The PCBs have come out really rather well, and current testing indicates that I only made one massive mistake, so all is looking good. (Not least because the error is just a missed connection, easily fixed with a sneaky extra wire!). I am amazed how clean the manufacture of them is, and attaching components has been easy enough that I have vowed to never again use Protoboard on anything that I need more than one of, never again.
So nice, so clean, so ... green.
The improvement over the strip board in visual quality is incredible, as is the reduction in board foot print (1.5 cm less length!). Additionally because there are no wires to solder in (apart from the one to fix the missed connection), and a very limited number of mounting points (all of which are labelled), putting the board together is straightforward. While the stripboard took a day to put together and was tricky to debug (as well as having lots of error prone wires), the PCB goes together in an hour and is neat enough that debugging is less daunting.
PCB > Stripboard. Smaller, neater, certainly more professional.
In the image above the PCB has had its RFID unit added, and the wires have been made to loop over the not-yet-present battery. The two boards put together today have really brought the end of this stage of the project into view. Of course, I managed to plug one of the board into an Arduino board (acting as a serial bridge) backwards and now the Arduino board (my only suitable one) has stopped talking - but that is a problem for another day!
Increasingly precise perfection approximations...
Led's mounted on the reverse side so that they will stick through the enclosure.
Haha! I followed through on my PCB threat - and now have a bunch of them waiting to be made somewhere in China. Fantastically using them actually brings the cost of the project down as with the introductory discount they came to less than £1 per item (including shipping). Given that this is less than the soldered mess on the strip-board it is a bit of a no-brainer to use the PCBs.

- [Records for this exercise]:
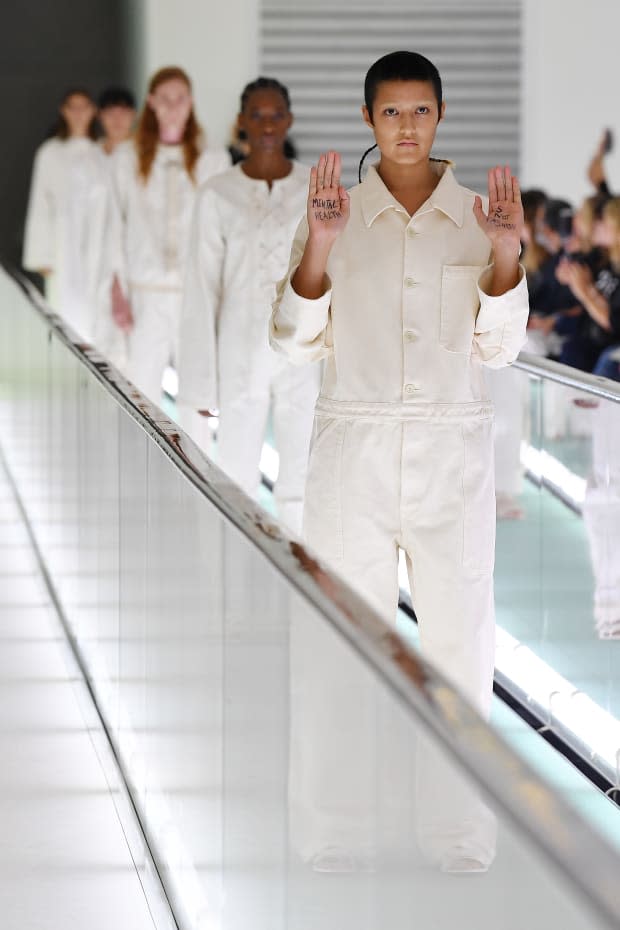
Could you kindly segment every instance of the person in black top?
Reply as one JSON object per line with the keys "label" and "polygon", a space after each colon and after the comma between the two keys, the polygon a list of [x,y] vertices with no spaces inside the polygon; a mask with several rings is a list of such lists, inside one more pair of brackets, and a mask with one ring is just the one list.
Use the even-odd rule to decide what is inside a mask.
{"label": "person in black top", "polygon": [[[566,357],[561,360],[585,371],[597,370],[599,361],[610,360],[613,353],[608,350],[620,345],[620,197],[611,198],[603,208],[597,244],[608,250],[608,258],[598,268],[570,256],[558,266],[558,276],[587,314],[570,344],[565,344]],[[585,364],[576,365],[573,358]]]}

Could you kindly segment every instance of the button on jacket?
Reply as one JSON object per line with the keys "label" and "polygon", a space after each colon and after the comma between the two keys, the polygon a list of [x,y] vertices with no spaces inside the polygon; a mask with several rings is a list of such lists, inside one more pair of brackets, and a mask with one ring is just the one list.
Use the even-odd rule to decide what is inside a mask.
{"label": "button on jacket", "polygon": [[[128,293],[134,325],[126,373],[155,403],[173,364],[181,313],[192,213],[201,184],[230,167],[223,149],[206,149],[190,177],[180,145],[158,145],[146,181],[132,142],[112,155],[116,226],[110,268]],[[109,288],[107,293],[109,293]],[[187,424],[184,424],[187,426]]]}
{"label": "button on jacket", "polygon": [[[351,192],[351,216],[327,266],[318,300],[290,278],[308,235],[295,237],[289,275],[271,323],[272,345],[297,362],[325,358],[322,394],[379,403],[486,400],[482,364],[516,358],[528,313],[527,284],[486,292],[491,247],[472,212],[474,194],[449,165],[413,217],[371,167]],[[412,387],[415,386],[415,389]]]}

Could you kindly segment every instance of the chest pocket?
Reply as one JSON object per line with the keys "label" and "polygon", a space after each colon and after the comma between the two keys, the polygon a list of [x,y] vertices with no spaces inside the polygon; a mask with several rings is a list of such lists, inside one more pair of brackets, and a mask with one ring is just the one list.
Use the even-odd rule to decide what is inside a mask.
{"label": "chest pocket", "polygon": [[480,309],[480,265],[444,265],[441,272],[439,342],[449,352],[469,355]]}

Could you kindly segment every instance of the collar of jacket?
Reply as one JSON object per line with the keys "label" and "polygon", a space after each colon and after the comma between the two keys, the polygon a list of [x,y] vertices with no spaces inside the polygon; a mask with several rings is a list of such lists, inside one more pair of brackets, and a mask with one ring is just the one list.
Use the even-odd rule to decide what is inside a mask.
{"label": "collar of jacket", "polygon": [[[431,159],[431,163],[441,175],[439,184],[428,199],[429,206],[423,211],[440,210],[459,228],[463,225],[463,192],[454,177],[452,162]],[[379,177],[376,165],[371,165],[361,183],[362,215],[367,227],[371,227],[377,217],[385,210],[407,213],[402,204],[390,194]]]}

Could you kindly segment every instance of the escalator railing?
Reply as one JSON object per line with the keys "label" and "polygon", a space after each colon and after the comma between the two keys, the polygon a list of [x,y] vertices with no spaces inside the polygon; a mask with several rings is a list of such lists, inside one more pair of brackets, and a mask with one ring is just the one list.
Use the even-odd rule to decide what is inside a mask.
{"label": "escalator railing", "polygon": [[[2,455],[180,927],[620,924],[618,852],[6,274],[0,365]],[[460,881],[420,849],[474,808],[499,852]]]}

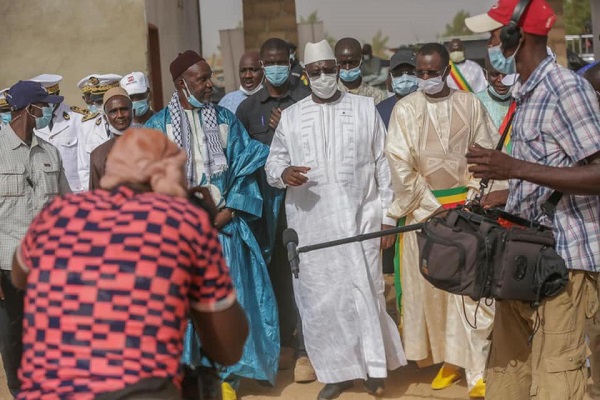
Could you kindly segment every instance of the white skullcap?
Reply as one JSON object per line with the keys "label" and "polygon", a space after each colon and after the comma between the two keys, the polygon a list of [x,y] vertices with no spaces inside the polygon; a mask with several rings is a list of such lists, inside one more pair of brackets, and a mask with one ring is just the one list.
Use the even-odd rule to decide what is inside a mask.
{"label": "white skullcap", "polygon": [[54,94],[60,90],[58,84],[62,81],[62,76],[56,74],[41,74],[28,80],[41,83],[48,93]]}
{"label": "white skullcap", "polygon": [[120,82],[123,89],[127,90],[127,94],[134,95],[146,93],[148,90],[148,80],[143,72],[132,72],[125,75]]}
{"label": "white skullcap", "polygon": [[304,47],[304,65],[325,60],[335,60],[333,49],[327,40],[323,39],[319,43],[306,43],[306,47]]}

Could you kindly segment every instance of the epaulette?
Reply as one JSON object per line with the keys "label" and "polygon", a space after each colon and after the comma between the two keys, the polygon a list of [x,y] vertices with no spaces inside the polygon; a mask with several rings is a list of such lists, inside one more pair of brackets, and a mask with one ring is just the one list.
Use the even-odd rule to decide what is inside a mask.
{"label": "epaulette", "polygon": [[88,114],[86,114],[86,116],[85,116],[85,117],[83,117],[83,118],[81,119],[81,122],[85,122],[85,121],[89,121],[89,120],[91,120],[91,119],[94,119],[94,118],[96,118],[98,115],[100,115],[100,113],[99,113],[99,112],[95,112],[95,113],[88,113]]}
{"label": "epaulette", "polygon": [[81,115],[88,115],[90,113],[89,110],[87,110],[85,108],[77,107],[77,106],[71,106],[71,111],[76,112],[77,114],[81,114]]}

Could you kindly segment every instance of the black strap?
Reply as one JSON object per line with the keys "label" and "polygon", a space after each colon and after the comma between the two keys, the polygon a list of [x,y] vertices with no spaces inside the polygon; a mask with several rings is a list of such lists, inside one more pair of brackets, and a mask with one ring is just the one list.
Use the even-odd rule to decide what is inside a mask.
{"label": "black strap", "polygon": [[[510,128],[512,126],[512,121],[515,118],[515,114],[516,114],[516,112],[513,112],[513,114],[510,116],[510,119],[508,120],[506,127],[504,127],[504,132],[502,132],[502,136],[500,137],[498,144],[496,144],[496,150],[498,150],[498,151],[501,151],[502,146],[504,146],[504,141],[506,140],[506,137],[508,136],[508,132],[510,132]],[[488,186],[488,182],[489,182],[489,179],[484,178],[479,183],[479,195],[476,198],[477,203],[479,203],[479,201],[483,198],[485,189],[487,189],[487,186]],[[544,202],[544,204],[542,204],[542,212],[544,214],[546,214],[546,216],[548,218],[550,218],[551,220],[554,218],[554,213],[556,212],[556,205],[562,198],[562,195],[563,195],[562,192],[559,192],[558,190],[554,190],[550,194],[550,197],[548,197],[548,199]]]}

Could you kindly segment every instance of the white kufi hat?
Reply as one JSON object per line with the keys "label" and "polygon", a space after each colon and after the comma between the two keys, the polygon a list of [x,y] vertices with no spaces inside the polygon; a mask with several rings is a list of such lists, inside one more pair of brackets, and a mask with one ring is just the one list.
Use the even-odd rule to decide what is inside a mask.
{"label": "white kufi hat", "polygon": [[327,40],[323,39],[318,43],[306,43],[306,47],[304,47],[304,65],[325,60],[335,60],[333,49]]}

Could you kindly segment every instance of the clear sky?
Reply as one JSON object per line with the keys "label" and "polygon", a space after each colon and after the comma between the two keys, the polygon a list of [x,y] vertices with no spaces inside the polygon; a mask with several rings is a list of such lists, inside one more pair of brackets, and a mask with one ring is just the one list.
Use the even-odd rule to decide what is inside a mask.
{"label": "clear sky", "polygon": [[[199,0],[202,18],[203,53],[217,52],[219,30],[233,29],[242,17],[242,0]],[[388,45],[435,40],[452,17],[465,10],[476,15],[486,12],[495,0],[296,0],[296,15],[313,11],[325,31],[339,39],[352,36],[365,42],[381,29]]]}

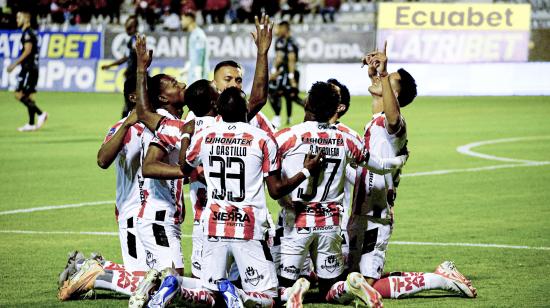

- [Written tasks]:
1) Please add 56 to every polygon coordinate in the listing, and reproduce the listing from the line containing "Could you kindly segment every instance of the clear" through the end of the listing, both ends included and requests kept. Change only the coordinates, and leave the pictures out of your reply.
2) Write the next part of the text about building the project's PCBs, picking up after its last sentence.

- [Task results]:
1)
Could you kindly segment every instance of the clear sky?
Reply as one JSON object per line with the keys "label" and "polygon", a space after each colon and after the comma between the two keys, the polygon a list of [x,y] vertices with no spaces inside the polygon; a mask with several rings is a list of such lists, inside one more pair of brackets, and a mask with one ring is just the one list.
Use the even-odd rule to decide what is inside a mask.
{"label": "clear sky", "polygon": [[[255,56],[258,74],[259,109],[273,108],[275,86],[289,85],[298,73],[298,56]],[[444,101],[491,96],[508,73],[521,66],[532,71],[542,68],[551,56],[352,56],[352,71],[369,67],[381,87],[395,95],[408,92],[421,98],[437,85]]]}

2)
Given I had already put together the schematic to design the strip-board layout it was relatively straightforward to design the PCB. The massive advantage of PCBs is how close different signals can be routed. This and complete routing flexibility on both sides of the (two layer) board mean that the layout uses 25% less area with a large area with only flat components (for the battery to fit onto). Additionally the LEDs and pinouts are all now in far better locations which is a real help.
KiCad Rendering, gets even better when you actually provide full 3d models for your components!
The Worms - this step was so straightforward, I don't know why I have not done it before.
The things this design still misses is attachment points (not a problem if you just use hot glue...) and an on board Serial to USB converter. Given how straightforward the design and order process has been I may opt to move to surface mount components rather swiftly. This will reduce the required PCB area drastically (everything will be smaller), leaving space for drill holes and extra hardware, and the cost reduction (everything should be cheaper) will mean I have budget room for extra hardware. I may even have to start considering integrating in the RFID stuff and actually thinking about power consumption.
NOOOOOOOOOOOO - too polished, too complete, I NEED THE HOT GLUE AND 0-OHM SOLDER BLOB RESISTORS. Darn you engineering maturity, you can't get me that easily!!
This is actually quite a nice step for me. Previously I have always relied on Monsieur Miroshnikov to throw the PCBs together and order them (generally while I dove deep, deep into a pile of code), it is going to be a bit of a change to only have myself to blame when the power rails short out!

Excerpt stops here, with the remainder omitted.